Task A:
Pull out every line of the rows below that contains the word "white".

Many saw it as a repeat of the infamous 1975 Emergency. After all, it was not very long ago that Binayak Sen, a doctor and an activist working in Chhattisgarh had been incarcerated for eighteen months on charges of being a Maoist. Scores of other people had been put behind bars on similar charges. Many others were wary that they would meet the same fate. And subsequently, towards the end of 2010, a local court in Chhattisgarh found Binayak Sen guilty of sedition and sentenced him to life imprisonment. These were indeed dark times. Across the world, personalities like the political activist-philosopher Noam Chomsky and Nobel laureate Amartya Sen had condemned Sen's arrest and subsequent sentencing. But it would not move the government. On the other hand, the tribals suffered terribly, caught as they were, between the Maoists and the State. In many pockets, though, the tribals supported the Maoists. In their areas of influence, the local population acted as the eyes and ears of the Maoists. As a senior police officer who had served in the Naxal-affected Chandauli district of eastern Uttar Pradesh said: 'The line between a Maoist and a tribal has blurred. So, the Adivasi you saw plucking dead tree branches during the day might turn into a gun-toting Naxal in the night'
The void created by the State had been filled by the Maoists.

Task B:
According to the excerpt about Binayak Sen, for how long had he been incarcerated on charges of being a Maoist?

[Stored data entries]
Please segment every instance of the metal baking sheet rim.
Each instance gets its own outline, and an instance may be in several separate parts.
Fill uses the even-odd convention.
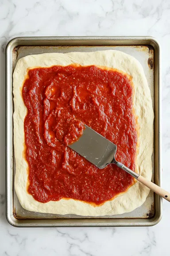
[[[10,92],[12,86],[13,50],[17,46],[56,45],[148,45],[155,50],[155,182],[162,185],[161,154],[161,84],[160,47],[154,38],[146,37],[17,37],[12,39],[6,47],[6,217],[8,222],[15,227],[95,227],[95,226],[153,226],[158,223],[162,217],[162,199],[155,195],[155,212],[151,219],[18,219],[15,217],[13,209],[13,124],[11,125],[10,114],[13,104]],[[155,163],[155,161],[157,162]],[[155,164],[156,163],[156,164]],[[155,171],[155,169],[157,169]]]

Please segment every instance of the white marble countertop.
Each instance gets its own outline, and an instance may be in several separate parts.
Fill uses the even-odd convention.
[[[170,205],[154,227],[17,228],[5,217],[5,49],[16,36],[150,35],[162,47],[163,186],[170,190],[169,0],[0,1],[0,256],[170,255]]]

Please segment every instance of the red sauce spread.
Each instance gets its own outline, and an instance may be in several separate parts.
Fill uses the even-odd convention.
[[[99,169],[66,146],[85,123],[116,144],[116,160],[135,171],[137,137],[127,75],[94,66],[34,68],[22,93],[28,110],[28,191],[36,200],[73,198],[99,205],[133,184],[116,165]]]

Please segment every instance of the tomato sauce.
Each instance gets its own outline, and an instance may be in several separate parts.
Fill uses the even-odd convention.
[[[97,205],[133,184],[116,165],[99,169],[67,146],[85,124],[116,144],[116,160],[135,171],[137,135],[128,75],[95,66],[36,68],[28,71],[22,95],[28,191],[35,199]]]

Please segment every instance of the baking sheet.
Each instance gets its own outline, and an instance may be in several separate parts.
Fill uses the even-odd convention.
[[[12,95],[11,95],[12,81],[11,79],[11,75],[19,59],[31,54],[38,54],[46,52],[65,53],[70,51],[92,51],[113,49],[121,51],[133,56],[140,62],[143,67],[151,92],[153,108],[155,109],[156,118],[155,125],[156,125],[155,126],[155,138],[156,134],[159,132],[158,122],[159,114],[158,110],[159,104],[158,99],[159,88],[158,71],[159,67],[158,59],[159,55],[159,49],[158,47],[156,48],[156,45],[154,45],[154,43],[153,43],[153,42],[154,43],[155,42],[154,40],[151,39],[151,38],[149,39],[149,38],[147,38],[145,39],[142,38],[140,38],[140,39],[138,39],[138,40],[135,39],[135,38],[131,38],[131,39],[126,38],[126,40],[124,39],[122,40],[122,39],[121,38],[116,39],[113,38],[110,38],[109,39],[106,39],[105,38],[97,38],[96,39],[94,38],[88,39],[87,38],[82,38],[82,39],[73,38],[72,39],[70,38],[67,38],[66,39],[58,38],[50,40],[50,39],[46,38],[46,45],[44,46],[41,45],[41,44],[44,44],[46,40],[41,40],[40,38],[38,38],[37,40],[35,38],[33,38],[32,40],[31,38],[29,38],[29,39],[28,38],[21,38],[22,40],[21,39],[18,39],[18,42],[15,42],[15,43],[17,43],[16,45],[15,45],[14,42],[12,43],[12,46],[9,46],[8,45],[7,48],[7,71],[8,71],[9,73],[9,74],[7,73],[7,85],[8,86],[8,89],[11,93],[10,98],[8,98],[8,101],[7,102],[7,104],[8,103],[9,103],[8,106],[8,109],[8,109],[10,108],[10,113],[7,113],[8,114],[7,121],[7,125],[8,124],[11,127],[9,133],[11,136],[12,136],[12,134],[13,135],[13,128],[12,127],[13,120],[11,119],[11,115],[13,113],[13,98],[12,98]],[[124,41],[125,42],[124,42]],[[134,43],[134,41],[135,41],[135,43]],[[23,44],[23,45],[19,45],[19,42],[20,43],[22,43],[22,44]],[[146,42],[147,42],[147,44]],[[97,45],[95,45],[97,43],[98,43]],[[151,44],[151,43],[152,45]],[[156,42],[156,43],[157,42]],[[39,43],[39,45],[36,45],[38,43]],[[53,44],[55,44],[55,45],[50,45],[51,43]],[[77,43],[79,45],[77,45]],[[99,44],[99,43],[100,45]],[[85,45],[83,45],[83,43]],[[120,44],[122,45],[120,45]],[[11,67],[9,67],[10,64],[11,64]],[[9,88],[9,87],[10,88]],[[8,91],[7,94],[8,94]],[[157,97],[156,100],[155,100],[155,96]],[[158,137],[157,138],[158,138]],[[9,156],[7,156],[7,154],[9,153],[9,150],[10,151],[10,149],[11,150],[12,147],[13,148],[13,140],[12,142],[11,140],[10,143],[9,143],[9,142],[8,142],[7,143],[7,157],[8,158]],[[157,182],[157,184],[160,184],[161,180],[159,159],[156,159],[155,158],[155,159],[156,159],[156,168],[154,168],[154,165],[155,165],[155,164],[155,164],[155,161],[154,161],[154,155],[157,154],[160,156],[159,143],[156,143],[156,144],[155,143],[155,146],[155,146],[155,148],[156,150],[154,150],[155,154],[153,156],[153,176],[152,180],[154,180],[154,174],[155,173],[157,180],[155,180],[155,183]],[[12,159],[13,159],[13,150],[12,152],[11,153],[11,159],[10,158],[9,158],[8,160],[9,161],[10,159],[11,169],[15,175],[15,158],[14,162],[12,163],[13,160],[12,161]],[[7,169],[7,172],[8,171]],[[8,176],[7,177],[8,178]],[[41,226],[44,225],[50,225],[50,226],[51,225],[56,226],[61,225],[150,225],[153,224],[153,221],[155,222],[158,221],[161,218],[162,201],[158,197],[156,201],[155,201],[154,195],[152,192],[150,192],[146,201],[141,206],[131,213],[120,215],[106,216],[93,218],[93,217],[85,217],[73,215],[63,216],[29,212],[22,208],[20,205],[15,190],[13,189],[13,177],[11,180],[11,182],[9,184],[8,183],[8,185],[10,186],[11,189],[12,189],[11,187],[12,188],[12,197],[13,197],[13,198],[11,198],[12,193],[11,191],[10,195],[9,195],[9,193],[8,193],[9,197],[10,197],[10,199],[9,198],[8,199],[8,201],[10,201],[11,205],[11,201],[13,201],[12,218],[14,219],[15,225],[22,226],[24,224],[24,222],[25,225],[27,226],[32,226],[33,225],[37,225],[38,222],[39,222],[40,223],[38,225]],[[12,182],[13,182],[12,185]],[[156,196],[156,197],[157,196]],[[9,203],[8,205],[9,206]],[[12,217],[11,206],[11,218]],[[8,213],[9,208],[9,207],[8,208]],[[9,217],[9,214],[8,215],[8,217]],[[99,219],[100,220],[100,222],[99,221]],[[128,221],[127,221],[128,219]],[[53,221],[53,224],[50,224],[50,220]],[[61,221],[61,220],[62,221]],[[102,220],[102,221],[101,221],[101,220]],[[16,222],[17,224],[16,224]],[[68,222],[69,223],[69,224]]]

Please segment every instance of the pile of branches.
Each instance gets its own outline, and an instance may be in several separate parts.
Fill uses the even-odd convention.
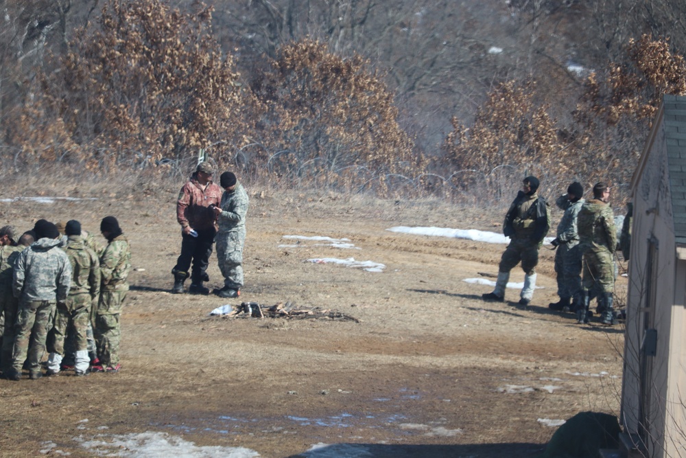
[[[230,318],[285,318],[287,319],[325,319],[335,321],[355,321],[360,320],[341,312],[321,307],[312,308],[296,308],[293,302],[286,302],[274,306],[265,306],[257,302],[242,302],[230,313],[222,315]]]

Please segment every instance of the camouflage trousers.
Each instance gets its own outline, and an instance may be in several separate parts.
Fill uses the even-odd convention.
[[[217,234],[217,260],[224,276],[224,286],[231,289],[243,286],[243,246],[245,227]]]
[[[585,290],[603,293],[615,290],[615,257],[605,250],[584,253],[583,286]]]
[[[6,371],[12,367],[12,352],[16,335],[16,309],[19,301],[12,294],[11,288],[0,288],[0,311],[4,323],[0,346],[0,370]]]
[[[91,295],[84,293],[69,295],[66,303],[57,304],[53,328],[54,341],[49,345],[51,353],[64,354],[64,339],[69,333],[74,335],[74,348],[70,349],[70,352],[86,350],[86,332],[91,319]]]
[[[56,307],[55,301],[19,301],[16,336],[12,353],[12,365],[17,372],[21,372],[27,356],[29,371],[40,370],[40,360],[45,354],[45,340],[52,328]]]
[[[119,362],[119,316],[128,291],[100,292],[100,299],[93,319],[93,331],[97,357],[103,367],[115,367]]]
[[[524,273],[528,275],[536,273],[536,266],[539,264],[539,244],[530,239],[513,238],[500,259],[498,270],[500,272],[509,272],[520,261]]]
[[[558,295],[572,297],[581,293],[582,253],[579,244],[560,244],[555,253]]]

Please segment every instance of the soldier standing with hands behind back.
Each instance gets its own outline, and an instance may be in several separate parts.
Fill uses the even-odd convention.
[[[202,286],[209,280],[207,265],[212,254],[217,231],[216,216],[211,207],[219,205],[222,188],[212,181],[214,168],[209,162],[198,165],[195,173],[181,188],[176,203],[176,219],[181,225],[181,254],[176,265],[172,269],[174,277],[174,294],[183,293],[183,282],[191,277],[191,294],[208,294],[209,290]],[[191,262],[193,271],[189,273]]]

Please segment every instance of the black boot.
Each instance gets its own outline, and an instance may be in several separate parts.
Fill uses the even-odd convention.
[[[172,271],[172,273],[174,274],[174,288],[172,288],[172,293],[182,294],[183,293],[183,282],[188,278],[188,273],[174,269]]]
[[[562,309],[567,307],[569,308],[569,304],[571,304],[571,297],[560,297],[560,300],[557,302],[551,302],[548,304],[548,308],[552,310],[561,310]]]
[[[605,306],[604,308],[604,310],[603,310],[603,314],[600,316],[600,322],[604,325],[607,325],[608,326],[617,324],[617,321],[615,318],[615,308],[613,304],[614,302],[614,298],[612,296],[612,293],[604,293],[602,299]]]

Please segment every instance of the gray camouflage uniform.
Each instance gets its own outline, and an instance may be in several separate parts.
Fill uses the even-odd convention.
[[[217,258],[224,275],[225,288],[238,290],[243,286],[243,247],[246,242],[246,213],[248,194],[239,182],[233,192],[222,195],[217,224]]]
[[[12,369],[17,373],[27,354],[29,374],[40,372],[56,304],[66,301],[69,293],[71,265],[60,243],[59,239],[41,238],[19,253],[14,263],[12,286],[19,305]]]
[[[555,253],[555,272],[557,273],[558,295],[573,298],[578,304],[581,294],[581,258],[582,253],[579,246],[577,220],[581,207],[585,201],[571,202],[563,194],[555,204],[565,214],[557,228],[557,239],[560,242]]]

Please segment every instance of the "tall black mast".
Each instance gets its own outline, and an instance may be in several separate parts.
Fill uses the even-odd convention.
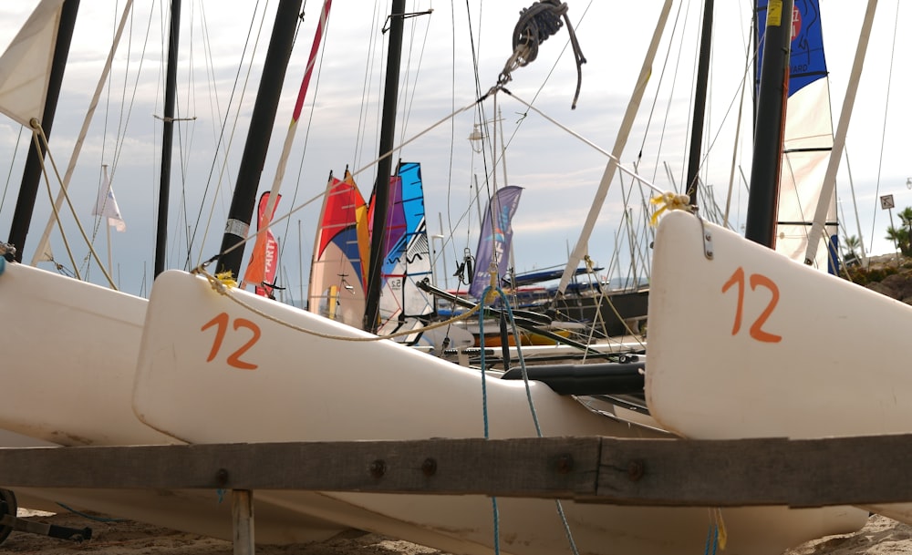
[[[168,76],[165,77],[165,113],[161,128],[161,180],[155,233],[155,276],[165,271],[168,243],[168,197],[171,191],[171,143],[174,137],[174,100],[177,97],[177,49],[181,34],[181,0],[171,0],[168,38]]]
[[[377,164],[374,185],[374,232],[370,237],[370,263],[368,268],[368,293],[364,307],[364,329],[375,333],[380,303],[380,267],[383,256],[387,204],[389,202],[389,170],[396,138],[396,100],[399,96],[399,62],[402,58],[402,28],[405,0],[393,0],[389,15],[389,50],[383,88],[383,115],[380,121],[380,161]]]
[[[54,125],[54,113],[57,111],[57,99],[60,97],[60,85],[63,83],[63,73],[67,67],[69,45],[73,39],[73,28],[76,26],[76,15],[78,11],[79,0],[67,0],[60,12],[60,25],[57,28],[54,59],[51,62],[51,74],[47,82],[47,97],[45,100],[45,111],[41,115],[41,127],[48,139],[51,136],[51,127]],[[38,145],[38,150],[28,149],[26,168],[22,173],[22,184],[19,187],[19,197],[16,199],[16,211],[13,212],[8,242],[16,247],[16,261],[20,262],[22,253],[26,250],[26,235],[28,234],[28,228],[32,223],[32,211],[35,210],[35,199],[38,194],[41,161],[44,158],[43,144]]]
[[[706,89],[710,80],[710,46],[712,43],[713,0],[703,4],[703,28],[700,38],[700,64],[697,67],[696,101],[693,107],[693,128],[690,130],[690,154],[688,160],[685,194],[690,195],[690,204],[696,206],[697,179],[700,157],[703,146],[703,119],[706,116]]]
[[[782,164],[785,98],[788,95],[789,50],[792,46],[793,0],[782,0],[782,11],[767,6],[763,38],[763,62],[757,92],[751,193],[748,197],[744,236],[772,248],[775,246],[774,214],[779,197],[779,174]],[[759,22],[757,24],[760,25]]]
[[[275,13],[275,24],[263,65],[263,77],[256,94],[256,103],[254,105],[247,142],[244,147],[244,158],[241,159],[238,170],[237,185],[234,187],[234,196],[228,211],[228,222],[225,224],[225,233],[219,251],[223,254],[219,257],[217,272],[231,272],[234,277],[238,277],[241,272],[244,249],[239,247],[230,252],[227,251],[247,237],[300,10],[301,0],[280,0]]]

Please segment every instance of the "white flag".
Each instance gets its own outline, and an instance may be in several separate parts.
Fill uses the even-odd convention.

Task response A:
Please segment every instance of the white marble countertop.
Please segment every instance of the "white flag".

Task response B:
Eighteen months.